AIM OF THE EXERCISE: Filter the material below down to the lines that contain the word "stone", and copy each of those lines unchanged.

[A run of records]
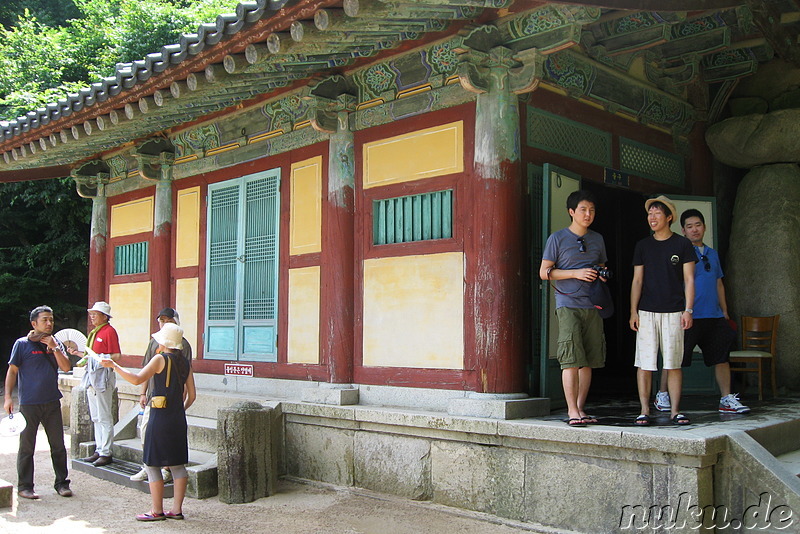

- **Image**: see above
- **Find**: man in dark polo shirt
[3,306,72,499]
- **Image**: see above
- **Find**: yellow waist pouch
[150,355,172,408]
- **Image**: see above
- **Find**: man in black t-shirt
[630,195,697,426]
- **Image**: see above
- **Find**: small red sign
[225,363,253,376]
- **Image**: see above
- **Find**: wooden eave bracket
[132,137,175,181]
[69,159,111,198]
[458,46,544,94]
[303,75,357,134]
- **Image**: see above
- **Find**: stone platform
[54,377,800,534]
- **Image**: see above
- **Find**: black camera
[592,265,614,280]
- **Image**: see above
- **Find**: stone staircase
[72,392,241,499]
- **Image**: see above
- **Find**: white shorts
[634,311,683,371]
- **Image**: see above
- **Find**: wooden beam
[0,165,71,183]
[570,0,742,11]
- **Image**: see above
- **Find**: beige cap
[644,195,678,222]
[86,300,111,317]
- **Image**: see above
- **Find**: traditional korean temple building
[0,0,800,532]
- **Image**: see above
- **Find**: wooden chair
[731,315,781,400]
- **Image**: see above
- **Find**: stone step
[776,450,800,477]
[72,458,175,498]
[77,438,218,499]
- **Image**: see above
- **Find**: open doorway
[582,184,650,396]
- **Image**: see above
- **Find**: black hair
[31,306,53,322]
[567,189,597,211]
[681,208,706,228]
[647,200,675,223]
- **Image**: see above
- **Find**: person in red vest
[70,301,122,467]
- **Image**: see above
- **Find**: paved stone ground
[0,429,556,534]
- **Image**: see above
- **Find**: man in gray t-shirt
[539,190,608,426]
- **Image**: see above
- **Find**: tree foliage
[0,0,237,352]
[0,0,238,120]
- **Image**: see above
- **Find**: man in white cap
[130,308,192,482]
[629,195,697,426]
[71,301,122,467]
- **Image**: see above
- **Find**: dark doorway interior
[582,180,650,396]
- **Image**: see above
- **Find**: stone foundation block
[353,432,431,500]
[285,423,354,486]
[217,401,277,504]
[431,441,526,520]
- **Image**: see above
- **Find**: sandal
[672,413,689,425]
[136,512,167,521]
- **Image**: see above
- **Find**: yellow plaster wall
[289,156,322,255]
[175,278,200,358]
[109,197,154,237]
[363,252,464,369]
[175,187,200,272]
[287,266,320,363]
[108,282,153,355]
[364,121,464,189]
--
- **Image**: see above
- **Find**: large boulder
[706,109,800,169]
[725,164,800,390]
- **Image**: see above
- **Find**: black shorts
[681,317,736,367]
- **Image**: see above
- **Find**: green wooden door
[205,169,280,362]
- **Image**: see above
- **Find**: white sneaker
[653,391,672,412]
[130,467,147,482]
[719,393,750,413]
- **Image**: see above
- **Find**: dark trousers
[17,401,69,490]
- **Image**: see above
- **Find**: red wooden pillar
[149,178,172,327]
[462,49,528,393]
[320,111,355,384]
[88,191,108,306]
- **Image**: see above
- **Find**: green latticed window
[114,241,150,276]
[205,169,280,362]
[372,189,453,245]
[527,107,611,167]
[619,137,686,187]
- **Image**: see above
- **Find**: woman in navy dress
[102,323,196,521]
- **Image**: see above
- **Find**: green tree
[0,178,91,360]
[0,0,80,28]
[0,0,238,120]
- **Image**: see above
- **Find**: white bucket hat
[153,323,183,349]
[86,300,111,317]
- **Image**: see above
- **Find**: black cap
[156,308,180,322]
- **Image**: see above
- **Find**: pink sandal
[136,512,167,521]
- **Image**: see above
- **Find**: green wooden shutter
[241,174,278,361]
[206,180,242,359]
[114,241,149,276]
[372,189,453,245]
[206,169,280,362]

TASK RESPONSE:
- **Find**: stone platform
- **Find**: stone staircase
- **Find**: stone step
- **Find**: paved stone ground
- **Find**: stone foundation block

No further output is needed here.